ACTION ITEM A:
Summarize the blog post on healthcare below in two sentences.
ACTION ITEM B:
Carry on the blog post on healthcare from the point where it stops.

PAGE TEXT:
☆ ☆ ☆

Thursday, February 25, 2016

What We (Don't) Talk About When We Talk About Healthcare

Anytime anyone talks about a single payer system in the United States, you'll usually find people on two opposing sides of the practicality of such a system. 

I say usually, because there's now apparently a third group- what I guess you could call a sort of "progressive realist."  These are the people who claim to completely believe in the idea of socialized medicine, but who've committed themselves to the all-important task of gently telling the people who want to bring it about that they're full of shit.

Paul Krugman, economist and recently outed snob, bashed the Sanders healthcare plan in an article in the New York Times called Lack of Power Corrupts (it should be noted that Krugman is renowned for being an major figure in economic opinion pieces, and I assume he's also renowned for naming said pieces in the snobbiest way possible.) You can read the whole thing here, but what I find to be the most infuriatin is this line in the fourth paragraph:

"You don’t have to be a corporate hireling or a Hillary shill to be taken aback when a Democratic campaign endorses economic projections that are even more outlandish than the Republican fantasies you were ridiculing just the other day."

Now, of course, Krugman is doing his due diligence. First of all, even acknowledging the plausibility of any Clinton opponent would put this man at odds with himself. Krugman has worshiped the male Clinton presidency's economics since its inception. Considering that this president was in office during the greatest economic expansion in 40 years, it's not hard to do- all you have to do is forget that his presidency overlapped the massive expansion of the internet, and be able to conveniently forget that when Clinton overturned Glass-Steagall he laid the groundwork for one of the most destructive economic collapses in the history of the planet.

☆ ☆ ☆

RECORDED DATA:
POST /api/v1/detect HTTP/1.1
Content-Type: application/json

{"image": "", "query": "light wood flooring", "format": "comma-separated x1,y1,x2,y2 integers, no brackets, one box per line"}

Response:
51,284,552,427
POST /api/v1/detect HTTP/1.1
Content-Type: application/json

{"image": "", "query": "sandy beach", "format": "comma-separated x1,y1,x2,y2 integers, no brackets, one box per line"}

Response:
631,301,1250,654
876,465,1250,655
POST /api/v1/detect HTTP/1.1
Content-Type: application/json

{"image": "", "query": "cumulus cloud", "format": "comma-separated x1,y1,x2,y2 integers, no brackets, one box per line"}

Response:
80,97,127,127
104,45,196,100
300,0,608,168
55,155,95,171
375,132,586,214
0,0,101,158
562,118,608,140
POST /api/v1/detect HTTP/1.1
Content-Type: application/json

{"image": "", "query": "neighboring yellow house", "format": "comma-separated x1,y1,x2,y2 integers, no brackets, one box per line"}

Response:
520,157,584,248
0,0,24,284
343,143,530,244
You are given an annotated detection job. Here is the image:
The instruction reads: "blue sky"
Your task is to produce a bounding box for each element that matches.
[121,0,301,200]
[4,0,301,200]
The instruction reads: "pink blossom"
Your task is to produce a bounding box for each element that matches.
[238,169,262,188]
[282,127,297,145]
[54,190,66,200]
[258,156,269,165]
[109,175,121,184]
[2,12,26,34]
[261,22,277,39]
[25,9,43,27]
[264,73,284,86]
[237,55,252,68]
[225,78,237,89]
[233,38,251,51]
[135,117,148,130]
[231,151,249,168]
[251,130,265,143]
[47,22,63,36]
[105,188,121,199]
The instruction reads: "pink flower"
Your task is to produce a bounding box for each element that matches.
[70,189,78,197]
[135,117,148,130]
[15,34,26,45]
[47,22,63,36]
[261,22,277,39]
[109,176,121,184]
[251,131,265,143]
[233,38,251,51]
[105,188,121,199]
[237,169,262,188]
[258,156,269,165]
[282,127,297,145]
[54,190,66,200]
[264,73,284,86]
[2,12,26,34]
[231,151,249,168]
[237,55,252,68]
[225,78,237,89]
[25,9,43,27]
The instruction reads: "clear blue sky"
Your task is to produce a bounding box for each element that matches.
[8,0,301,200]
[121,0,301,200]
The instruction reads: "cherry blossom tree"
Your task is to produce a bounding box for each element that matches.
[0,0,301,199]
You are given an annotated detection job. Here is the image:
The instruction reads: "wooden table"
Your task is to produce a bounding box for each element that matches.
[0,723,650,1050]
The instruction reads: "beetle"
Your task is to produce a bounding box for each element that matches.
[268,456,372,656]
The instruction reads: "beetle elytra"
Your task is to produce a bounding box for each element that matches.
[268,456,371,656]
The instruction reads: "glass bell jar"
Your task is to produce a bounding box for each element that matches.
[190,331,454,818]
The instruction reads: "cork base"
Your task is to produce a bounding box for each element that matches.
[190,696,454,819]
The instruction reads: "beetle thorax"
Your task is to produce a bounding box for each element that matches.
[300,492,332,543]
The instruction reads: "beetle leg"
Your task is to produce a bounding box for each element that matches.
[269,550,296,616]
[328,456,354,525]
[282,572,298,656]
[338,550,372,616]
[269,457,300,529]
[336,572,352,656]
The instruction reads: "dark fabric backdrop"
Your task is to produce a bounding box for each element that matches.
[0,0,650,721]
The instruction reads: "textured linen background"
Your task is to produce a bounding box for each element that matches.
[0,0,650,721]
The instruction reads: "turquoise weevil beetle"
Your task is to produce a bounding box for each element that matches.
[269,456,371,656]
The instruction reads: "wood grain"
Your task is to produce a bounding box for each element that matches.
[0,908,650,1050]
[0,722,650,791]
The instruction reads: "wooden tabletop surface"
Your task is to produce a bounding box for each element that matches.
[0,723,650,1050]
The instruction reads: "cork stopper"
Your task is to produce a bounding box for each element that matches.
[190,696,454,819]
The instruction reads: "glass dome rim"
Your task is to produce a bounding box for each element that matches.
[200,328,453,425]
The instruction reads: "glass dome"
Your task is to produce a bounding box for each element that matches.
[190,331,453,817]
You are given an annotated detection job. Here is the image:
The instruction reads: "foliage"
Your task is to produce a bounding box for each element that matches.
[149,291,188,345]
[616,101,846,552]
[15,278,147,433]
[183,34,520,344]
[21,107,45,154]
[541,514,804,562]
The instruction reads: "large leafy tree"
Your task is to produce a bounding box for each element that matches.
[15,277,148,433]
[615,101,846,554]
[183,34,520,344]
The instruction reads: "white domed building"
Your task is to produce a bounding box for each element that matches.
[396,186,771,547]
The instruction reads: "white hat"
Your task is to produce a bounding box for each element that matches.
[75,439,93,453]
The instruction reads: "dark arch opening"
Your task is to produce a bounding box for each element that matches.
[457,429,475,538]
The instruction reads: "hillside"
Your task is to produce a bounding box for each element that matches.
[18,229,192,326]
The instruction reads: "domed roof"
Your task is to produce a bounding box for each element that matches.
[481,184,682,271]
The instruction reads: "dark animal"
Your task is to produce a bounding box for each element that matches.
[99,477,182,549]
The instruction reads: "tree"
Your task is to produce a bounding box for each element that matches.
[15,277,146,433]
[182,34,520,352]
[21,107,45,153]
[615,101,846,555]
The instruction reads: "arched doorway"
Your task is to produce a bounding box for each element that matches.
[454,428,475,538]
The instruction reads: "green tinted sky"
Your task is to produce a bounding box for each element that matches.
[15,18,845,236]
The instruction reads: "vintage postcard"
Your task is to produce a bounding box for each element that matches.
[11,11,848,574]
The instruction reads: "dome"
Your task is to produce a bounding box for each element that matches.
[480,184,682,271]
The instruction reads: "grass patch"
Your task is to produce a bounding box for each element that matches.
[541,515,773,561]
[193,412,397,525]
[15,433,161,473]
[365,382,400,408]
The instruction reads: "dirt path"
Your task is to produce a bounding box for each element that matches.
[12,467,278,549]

☆ ☆ ☆

ANSWER BOX A:
The post describes a third group in debates over a U.S. single-payer system, "progressive realists" who claim to believe in socialized medicine but tell its supporters they are wrong, and it singles out Paul Krugman's New York Times article criticizing the Sanders healthcare plan. It argues that Krugman cannot credit any Clinton opponent because he has long praised the earlier Clinton presidency's economics, overlooking that it coincided with the internet's expansion and that the overturning of Glass-Steagall helped lay the groundwork for a destructive economic collapse.

ANSWER BOX B:
(It would also be convenient to forget the GOP plan for healthcare, the long and short of which is somewhere between jack and shit.)

The second part is that Krugman understands the fine line Sanders is walking with his policy, so much as that Sander's knows today's political audience doesn't do well with multi-part arguments. Sometimes it takes time to explain things, such as how a single-payer healthcare system could drive costs down. Sanders knows his opponents are smart enough to cut him off between “we would raise taxes on people” and the “but we would end up saving those people money.” 

Krugman sees that if Sanders wants to convince people his plan could work, he has to work with the time he's given.  He has to give the outlines, then point towards countries that save themselves tons of money and hope we're smart enough to put the pieces together.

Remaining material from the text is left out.